Quote the listing below in its entirety.

==== SUPPLIED RECORDS

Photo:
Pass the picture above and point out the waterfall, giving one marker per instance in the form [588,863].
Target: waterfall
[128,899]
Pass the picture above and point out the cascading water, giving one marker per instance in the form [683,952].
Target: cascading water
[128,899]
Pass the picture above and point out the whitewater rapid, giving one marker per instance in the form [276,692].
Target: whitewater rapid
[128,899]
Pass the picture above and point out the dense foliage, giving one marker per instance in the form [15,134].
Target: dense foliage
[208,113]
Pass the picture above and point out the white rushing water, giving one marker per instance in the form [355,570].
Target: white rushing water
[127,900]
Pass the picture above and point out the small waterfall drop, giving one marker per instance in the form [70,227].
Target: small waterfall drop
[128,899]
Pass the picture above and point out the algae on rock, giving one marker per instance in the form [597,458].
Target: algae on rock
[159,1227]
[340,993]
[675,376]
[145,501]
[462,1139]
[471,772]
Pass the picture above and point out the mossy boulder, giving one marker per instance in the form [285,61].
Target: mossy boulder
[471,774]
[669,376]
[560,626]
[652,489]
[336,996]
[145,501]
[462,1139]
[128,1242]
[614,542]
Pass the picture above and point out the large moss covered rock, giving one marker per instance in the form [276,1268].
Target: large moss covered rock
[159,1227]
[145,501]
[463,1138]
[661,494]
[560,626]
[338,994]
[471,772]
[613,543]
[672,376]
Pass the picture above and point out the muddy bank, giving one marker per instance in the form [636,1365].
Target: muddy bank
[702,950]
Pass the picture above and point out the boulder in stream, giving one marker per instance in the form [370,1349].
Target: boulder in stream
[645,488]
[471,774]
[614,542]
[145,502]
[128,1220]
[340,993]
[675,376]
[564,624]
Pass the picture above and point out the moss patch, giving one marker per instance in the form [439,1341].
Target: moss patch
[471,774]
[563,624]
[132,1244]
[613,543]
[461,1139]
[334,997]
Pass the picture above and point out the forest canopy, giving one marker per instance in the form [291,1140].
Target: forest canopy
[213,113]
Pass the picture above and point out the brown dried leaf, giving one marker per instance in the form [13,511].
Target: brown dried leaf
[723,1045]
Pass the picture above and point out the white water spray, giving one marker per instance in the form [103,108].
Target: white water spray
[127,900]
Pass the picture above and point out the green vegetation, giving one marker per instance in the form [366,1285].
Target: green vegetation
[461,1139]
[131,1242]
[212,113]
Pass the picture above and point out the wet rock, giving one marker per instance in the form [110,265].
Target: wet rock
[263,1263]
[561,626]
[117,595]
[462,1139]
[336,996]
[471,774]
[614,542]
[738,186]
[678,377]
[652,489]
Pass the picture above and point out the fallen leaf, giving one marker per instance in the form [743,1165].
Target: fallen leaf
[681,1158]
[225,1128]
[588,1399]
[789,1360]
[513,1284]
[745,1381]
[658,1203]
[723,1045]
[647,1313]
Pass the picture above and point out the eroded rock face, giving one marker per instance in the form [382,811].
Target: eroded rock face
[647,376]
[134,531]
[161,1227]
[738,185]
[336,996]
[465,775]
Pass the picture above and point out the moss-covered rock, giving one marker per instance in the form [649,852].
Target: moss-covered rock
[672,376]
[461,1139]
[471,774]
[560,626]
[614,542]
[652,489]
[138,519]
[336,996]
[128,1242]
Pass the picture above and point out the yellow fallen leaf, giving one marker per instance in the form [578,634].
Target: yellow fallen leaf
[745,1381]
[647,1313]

========

ANSWER TO THE EXERCISE
Photo:
Pass the picture above and point out the waterfall, giving one marker per instance in the form [588,863].
Target: waterfall
[128,899]
Pass the picture above and point out the cascading water, giving one marker per instance in the form [683,952].
Target: cascading water
[128,899]
Pass the picture above and point out the whitewater rapid, giving one marker per instance in the form [276,692].
Target: whitewater rapid
[128,899]
Pass the picture above and point out the dense foliage, giving one marker per instance in the form [15,134].
Target: dense foliage
[208,113]
Pass the picture above and point out the white rushing water, giving one marker per instance in the form [355,570].
Target: white rushing water
[127,900]
Pass the picture above and point out the small waterfall drop, giving one marker per instance in the form [70,227].
Target: small waterfall drop
[128,899]
Pass the picture above and point out the algae on rock, giving one marker per instance in the form [597,458].
Target: algae on rock
[159,1227]
[340,993]
[675,376]
[145,501]
[462,1139]
[471,772]
Pass the picture above and point out the mossy boulder, giving one marker per instance in the form [285,61].
Target: mossy boulder
[471,774]
[669,376]
[560,626]
[652,489]
[336,996]
[145,501]
[462,1139]
[128,1242]
[614,542]
Pass the picture above and point out the large moss covered rock, giving one marker per instance in the form [276,1268].
Target: large moss covered rock
[159,1227]
[145,501]
[463,1138]
[661,494]
[560,626]
[338,994]
[471,772]
[613,543]
[672,376]
Pass the picture above and point out the muddy bank, giving one marker per instance in the form [636,1365].
Target: muddy bank
[702,950]
Pass the picture above and point out the boulder in stream, giving one marker per instance in the form [370,1349].
Target: boulder in stream
[645,488]
[471,774]
[614,542]
[145,502]
[128,1220]
[340,993]
[675,376]
[564,624]
Pass the picture above and point out the moss patch, giving one marker per instance in the form [439,1341].
Target: moss patch
[471,774]
[563,624]
[132,1244]
[613,543]
[461,1139]
[334,997]
Pass the picture above and point out the forest canopy, giving one marker per instance in the form [291,1140].
Target: forest canopy
[213,113]
Pass the picture above and point out the brown dried leaf, giving one marker per instance in the form [13,511].
Target: brown dried leaf
[723,1045]
Pass the picture above and point out the white water spray, giving one marker per instance in the form [103,108].
Target: white water spray
[127,900]
Pass the picture above and point out the green vegetation, giving one marker per instance in the form [366,1285].
Target: green vegetation
[461,1139]
[131,1242]
[212,113]
Pass the picture above and point out the wet rock, giving one marker per instance in the form [110,265].
Target: wet rock
[263,1263]
[561,626]
[117,595]
[462,1139]
[336,996]
[471,774]
[614,542]
[738,186]
[678,377]
[652,489]
Pass the picture above and point out the fallen leaf, giving one marker per instance in the form [743,1165].
Target: fallen leaf
[681,1158]
[225,1128]
[588,1399]
[789,1360]
[513,1284]
[745,1381]
[658,1203]
[723,1045]
[647,1313]
Pass the picture above and point out the eroded rock face, giving one marker per instance in the form [382,811].
Target: eroded rock face
[647,376]
[134,531]
[161,1227]
[738,185]
[336,996]
[465,775]
Pass the picture above and point out the moss-covered rock, giving one marker per instance in the form [649,852].
Target: moss-covered rock
[672,376]
[461,1139]
[471,774]
[560,626]
[614,542]
[652,489]
[138,519]
[336,996]
[128,1242]
Pass the picture above and point out the yellow fallen leaf, giving one marker per instance in the form [578,634].
Target: yellow fallen leaf
[745,1381]
[647,1313]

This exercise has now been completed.